## DIRECTIONS FOR THIS TASK
Copy each line of the material beneath that holds the word "output".

[Opening SOURCE DATA section]

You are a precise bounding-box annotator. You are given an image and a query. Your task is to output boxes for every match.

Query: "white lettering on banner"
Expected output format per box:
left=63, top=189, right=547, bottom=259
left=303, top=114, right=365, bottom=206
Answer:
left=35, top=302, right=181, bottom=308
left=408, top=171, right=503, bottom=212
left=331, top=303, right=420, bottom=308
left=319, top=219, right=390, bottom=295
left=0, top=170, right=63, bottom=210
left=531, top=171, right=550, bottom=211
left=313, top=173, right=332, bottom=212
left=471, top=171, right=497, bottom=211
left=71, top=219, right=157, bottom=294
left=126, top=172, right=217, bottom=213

[Closing SOURCE DATA section]

## RESULT OF THE TASK
You are a precise bounding-box annotator. You are given an image and a query. Your task is to output boxes for every match.
Expected output format per box:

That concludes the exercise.